EXTRAIT DU TEXTE
====
C’était un jour de printemps 1980, à Montreux. J’avais 6 ans. Pour être honnête, mes souvenirs sont entremêlés ici du récit des adultes, de leurs «mais oui, souviens-toi» presque réprobateurs, qui ont fini par transformer les images brouillées de l’enfance en une vérité inébranlable. Donc, j’avais 6 ans et j’ai vu la reine.
De l’immeuble où nous habitions au bord du lac, à deux pas de la Grand-Rue, j’ai retenu à jamais l’odeur moisie de l’ascenseur et le marbre glissant du hall d’entrée. L’endroit est important, car quand mon père nous a annoncé que la reine allait passer «au coin de la rue», je ne m’en suis pas émue, comme si la monarque pouvait bien faire un crochet par le trottoir de mon royaume d’enfant.
«J’allais donc voir cette femme, cruelle et redoutée, qui m’avait dispensée d’école et qui semait l’excitation dans notre petit appartement montreusien.»
Dans mon royaume justement, la reine, c’était la méchante belle-mère envieuse de la beauté de Blanche-Neige. Ou la mégère régentant des soldats de cartes qui voulait couper la tête d’Alice, illustrée de mille couleurs dans un grand livre que j’ouvrais parfois pour me faire peur. J’allais donc voir cette femme, cruelle et redoutée, qui m’avait dispensée d’école et qui semait l’excitation dans notre petit appartement montreusien.
Ma mère était nerveuse, mon père impatient. Je me souviens avoir refusé de porter une robe, mais toléré qu’on me coiffe les cheveux, la barrette sous l’oreille. Puis notre petite famille tirée à quatre épingles s’était mise en route, ma sœur aînée aventureuse à l’avant de la procession, ma mère intriguée mais sans y paraître, et moi, agrippant la main de mon père, qui me conduisait, telle Alice, à l’échafaud.
====
ENTRÉES DE DONNÉES
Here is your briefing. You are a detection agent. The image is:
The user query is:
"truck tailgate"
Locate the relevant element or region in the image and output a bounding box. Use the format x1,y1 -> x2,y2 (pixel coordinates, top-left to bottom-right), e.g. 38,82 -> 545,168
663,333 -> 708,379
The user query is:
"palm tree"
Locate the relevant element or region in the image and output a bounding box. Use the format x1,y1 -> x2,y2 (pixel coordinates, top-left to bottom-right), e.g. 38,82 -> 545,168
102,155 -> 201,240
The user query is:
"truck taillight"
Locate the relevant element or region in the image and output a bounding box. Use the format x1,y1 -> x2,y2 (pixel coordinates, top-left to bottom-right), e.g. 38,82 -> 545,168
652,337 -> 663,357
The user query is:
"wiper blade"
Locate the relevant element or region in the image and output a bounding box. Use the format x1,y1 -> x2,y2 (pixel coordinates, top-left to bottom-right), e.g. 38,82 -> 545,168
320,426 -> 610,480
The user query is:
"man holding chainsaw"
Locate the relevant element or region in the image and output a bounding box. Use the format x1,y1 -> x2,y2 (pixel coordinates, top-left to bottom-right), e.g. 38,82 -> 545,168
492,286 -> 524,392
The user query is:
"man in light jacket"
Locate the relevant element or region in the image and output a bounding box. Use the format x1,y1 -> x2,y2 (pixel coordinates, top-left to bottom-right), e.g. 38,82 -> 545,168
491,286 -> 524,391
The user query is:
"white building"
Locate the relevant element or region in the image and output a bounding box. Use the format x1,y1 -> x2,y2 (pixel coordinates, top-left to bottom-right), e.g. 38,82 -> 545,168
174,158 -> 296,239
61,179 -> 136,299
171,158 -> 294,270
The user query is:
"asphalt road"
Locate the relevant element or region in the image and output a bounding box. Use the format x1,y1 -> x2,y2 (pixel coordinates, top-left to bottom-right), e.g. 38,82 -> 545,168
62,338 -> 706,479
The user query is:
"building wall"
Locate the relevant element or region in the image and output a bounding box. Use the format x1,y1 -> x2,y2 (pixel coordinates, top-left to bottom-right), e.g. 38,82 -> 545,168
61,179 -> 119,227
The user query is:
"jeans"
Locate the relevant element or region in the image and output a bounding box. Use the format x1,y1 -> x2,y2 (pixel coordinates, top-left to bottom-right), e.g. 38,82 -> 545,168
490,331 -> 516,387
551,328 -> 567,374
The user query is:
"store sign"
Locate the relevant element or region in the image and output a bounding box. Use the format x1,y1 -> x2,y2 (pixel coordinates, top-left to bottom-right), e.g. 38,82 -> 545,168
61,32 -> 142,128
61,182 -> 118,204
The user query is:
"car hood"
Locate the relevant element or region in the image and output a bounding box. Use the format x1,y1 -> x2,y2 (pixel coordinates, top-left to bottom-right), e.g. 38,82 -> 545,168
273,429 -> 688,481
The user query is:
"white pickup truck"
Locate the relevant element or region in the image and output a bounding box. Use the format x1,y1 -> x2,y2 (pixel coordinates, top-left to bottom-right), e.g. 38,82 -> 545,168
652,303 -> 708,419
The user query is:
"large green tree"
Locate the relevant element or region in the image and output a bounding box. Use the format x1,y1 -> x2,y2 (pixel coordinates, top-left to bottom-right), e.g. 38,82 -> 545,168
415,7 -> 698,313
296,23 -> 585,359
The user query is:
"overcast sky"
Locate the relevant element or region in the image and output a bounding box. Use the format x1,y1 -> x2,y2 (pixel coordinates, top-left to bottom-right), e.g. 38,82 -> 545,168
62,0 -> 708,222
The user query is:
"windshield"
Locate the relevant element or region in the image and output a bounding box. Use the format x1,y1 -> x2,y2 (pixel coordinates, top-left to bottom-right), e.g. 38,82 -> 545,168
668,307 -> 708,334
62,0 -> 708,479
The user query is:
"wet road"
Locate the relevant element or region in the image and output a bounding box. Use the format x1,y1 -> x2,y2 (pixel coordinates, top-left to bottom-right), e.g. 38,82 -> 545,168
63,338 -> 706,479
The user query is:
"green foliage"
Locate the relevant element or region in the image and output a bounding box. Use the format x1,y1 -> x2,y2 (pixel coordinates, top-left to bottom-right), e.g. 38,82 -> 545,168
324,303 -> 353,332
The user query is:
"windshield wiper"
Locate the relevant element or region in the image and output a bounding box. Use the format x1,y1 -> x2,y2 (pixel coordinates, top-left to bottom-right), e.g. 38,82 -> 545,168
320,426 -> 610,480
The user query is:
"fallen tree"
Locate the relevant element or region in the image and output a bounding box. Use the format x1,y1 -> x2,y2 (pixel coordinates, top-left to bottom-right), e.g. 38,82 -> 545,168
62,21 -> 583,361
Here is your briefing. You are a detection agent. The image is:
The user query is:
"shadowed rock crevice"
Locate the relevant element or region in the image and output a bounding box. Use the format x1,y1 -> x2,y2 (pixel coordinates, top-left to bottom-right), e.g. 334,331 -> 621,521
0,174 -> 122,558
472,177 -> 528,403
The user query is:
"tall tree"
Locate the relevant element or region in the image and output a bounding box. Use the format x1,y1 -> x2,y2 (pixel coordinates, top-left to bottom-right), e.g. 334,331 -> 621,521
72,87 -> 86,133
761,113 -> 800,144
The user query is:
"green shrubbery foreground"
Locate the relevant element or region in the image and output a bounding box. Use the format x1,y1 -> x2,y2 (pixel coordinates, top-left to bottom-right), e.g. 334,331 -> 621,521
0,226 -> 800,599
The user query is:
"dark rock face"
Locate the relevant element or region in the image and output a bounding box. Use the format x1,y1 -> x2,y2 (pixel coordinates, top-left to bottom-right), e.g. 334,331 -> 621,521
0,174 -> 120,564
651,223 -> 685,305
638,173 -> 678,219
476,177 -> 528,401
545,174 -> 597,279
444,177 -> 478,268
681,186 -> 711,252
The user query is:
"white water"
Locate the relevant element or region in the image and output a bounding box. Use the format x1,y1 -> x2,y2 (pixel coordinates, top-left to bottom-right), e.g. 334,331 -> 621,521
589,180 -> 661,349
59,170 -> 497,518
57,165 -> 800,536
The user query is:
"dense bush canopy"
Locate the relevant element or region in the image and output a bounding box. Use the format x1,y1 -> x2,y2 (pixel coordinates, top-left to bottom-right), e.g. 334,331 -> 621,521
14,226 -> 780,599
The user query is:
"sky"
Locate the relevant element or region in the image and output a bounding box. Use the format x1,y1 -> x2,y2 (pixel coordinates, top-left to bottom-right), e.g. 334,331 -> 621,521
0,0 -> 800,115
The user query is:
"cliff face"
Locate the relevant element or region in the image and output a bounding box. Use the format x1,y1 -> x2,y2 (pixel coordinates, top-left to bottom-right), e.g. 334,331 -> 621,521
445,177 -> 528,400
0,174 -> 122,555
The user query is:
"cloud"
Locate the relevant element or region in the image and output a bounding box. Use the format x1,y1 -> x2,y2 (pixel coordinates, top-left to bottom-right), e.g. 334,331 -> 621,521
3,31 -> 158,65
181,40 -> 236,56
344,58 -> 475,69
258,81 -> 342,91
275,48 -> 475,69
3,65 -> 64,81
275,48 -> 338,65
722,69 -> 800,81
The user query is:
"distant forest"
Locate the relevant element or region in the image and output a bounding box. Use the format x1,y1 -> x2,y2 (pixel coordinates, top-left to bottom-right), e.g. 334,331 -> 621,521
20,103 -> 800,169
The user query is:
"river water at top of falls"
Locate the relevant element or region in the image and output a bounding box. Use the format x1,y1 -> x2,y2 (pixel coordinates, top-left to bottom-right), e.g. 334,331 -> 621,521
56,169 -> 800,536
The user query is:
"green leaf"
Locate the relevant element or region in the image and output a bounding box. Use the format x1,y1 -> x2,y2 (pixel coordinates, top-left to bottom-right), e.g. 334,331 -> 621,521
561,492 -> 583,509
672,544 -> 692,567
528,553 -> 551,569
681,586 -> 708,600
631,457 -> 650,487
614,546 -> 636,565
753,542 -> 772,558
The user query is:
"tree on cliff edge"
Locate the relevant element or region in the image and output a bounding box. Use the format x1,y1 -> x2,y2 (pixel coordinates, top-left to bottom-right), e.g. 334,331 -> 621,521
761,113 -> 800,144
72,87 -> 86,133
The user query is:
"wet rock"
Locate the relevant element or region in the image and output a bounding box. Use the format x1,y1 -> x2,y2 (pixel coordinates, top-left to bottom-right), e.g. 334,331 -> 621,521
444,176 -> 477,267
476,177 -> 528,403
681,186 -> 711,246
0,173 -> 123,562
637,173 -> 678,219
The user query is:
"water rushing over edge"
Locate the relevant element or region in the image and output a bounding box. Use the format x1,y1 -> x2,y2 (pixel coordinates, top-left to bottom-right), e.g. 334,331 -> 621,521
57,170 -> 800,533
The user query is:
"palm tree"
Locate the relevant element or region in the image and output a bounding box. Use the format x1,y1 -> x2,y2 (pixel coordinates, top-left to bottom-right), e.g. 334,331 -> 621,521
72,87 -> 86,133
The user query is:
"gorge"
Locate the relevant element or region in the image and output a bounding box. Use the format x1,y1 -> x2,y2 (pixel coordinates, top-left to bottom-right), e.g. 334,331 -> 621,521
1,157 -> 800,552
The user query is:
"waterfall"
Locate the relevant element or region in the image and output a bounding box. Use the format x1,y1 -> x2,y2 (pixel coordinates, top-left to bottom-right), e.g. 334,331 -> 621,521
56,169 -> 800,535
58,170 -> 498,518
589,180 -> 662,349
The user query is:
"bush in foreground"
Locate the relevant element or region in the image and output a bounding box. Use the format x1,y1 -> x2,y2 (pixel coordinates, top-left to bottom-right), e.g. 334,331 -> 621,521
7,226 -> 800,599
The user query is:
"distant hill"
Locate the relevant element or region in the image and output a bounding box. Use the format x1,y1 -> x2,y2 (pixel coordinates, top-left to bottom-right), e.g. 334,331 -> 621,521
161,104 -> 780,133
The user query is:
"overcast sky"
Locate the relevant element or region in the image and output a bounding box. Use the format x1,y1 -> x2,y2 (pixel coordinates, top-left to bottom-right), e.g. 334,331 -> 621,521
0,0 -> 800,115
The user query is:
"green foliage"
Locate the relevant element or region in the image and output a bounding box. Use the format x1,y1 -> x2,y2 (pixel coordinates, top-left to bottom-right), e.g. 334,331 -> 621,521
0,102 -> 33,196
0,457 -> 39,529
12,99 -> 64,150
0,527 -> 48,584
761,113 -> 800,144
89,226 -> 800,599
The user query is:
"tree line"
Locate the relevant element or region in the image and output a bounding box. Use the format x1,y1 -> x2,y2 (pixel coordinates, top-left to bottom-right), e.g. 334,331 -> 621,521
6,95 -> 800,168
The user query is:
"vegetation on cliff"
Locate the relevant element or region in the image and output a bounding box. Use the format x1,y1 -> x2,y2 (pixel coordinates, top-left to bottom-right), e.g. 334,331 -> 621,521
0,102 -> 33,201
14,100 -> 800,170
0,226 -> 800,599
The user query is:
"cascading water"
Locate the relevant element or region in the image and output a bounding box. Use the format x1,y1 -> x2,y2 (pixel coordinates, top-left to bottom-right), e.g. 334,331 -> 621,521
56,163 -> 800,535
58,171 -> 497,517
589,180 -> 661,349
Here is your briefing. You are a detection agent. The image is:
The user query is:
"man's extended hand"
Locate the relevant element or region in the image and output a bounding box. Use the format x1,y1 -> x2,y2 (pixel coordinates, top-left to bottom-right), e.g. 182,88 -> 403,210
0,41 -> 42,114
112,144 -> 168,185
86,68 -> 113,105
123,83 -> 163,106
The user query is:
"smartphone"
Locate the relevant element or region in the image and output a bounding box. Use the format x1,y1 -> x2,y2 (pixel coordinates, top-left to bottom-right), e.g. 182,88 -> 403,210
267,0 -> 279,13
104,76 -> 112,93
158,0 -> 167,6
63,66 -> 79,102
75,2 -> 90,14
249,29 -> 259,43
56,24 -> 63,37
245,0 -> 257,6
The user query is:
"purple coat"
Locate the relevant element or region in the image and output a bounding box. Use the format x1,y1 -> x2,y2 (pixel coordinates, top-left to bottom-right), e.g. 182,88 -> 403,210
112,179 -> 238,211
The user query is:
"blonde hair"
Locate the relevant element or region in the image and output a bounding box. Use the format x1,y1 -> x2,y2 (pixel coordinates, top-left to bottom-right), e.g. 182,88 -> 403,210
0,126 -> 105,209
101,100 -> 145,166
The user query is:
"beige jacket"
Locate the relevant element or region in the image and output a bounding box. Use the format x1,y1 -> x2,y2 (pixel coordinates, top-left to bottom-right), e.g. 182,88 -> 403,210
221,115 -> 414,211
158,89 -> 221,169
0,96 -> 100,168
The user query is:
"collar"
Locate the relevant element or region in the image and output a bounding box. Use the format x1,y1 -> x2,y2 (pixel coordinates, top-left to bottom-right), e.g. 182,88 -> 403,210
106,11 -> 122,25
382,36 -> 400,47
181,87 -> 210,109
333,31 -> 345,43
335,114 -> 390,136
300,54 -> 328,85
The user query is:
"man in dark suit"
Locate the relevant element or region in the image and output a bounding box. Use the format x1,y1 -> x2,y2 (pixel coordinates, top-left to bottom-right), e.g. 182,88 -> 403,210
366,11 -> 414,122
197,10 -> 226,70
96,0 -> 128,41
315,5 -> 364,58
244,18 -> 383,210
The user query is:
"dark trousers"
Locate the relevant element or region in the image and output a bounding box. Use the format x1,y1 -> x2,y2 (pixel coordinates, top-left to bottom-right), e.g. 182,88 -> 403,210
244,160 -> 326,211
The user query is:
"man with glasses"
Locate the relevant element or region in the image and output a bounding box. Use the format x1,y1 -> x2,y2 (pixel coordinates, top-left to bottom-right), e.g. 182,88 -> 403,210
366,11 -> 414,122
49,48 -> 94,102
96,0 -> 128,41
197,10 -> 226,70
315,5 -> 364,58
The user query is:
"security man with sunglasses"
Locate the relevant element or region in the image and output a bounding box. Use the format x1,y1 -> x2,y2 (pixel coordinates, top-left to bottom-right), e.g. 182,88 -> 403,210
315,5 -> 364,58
====
CONSIGNES DE TRAVAIL
Relevez, s'il vous plaît, tous les membres de la famille cités dans l'extrait, sans compter la personne qui raconte.

TRAVAIL RÉALISÉ
Le père, la mère et la sœur aînée.